Skip to content

Troubleshooting

László Nagy edited this page Sep 26, 2024 · 7 revisions

For many of problems, the best way to solve it is to build some understanding how Bear works. This section will help to get familiar with Bear's internals and also advice what to check in certain error cases.

How it works?

To build the compilation database, Bear split this work into two major steps:

  1. It execute the build and intercepts the executed commands (most likely the compiler calls).
  2. It read the command execution log, and build the final output (deduce the semantic of the commands).

In the current implementation these two steps are implemented in two separate executable, and a third one is calling this two programs one after the other. This 3rd program is called bear, and that's what users interact with mostly. The 1st command intercepting program is called intercept. The 2nd reasoning program is called citnames (it's the word "semantic" just backwards).

Running bear with verbose option, you can observe the intercept and citnames program executions. A set of -v flag can trigger the verbose logging:

$ bear -vvvv -- <build command>

How intercept works?

**WHAT THIS TASK INVOLVES:**
Rewrite the Bear troubleshooting page from "How it works?" up to and including "of the commands).", replacing "intercepts" with "captures".

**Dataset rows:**
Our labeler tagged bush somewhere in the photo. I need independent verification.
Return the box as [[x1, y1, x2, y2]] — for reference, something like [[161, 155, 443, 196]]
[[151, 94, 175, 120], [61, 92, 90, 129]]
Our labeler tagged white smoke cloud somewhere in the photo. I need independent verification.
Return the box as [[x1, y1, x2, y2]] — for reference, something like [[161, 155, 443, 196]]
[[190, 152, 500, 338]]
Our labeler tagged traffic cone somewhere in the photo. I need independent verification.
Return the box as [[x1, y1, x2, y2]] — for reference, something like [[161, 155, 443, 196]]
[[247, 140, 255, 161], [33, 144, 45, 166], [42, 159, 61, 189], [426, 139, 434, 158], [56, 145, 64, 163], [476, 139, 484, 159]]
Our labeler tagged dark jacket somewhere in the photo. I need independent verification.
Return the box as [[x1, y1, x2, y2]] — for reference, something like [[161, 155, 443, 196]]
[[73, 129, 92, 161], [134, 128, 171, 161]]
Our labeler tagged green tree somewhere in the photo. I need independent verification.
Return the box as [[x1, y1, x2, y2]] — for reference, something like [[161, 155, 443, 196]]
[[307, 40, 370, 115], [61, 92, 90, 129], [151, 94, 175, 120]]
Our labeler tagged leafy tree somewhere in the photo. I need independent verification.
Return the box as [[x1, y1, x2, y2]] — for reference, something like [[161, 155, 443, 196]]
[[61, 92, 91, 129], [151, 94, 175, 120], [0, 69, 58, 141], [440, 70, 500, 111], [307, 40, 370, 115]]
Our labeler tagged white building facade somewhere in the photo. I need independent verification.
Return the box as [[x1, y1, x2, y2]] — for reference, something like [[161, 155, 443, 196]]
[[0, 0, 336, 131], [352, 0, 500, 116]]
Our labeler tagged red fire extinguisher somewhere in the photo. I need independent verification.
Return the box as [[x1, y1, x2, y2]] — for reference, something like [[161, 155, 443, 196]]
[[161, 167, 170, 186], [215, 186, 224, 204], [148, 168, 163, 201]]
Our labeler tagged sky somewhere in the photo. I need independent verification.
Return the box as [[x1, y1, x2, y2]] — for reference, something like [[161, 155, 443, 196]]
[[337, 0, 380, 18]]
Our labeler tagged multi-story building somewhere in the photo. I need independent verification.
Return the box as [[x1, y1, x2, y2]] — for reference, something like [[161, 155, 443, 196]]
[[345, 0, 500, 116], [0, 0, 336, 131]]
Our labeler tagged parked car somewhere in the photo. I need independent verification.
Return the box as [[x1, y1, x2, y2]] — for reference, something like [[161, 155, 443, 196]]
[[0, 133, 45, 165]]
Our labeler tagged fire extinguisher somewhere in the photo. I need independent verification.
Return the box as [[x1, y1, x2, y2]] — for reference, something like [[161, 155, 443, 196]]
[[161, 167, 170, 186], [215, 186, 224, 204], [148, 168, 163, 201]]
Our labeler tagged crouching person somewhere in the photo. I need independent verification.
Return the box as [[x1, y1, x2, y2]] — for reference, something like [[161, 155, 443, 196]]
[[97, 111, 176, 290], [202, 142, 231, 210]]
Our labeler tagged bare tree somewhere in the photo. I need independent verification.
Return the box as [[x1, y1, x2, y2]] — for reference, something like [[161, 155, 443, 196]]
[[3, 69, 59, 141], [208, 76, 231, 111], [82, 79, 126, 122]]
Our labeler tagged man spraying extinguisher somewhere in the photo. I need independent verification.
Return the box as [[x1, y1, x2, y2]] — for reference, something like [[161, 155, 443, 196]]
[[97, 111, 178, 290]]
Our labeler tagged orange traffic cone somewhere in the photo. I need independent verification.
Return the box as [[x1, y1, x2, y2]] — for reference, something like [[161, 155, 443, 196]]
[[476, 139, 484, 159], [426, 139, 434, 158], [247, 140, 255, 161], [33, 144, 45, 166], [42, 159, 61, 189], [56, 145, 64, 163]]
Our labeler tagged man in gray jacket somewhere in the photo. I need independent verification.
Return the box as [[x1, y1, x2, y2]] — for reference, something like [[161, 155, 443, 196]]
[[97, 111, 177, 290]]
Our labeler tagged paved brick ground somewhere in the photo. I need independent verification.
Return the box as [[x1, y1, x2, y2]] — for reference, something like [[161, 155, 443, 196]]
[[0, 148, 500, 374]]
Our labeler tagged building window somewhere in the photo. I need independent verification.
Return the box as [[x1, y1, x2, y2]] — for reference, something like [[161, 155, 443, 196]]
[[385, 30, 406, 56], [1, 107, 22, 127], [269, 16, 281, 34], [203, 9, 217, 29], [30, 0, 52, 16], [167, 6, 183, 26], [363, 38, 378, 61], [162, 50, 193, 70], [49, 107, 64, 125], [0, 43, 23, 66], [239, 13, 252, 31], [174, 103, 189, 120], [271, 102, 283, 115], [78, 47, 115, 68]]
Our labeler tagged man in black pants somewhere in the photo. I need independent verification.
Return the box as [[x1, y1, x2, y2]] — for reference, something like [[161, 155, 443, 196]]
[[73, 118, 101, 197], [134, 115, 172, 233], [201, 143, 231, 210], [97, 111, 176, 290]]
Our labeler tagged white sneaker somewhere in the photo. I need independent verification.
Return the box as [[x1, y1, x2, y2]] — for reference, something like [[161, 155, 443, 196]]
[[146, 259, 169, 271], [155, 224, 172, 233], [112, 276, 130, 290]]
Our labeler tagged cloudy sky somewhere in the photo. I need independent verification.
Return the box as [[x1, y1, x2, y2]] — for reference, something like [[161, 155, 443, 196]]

**WORKED ANSWER:**
How it works?

To build the compilation database, Bear split this work into two major steps:

  1. It execute the build and captures the executed commands (most likely the compiler calls).
  2. It read the command execution log, and build the final output (deduce the semantic of the commands).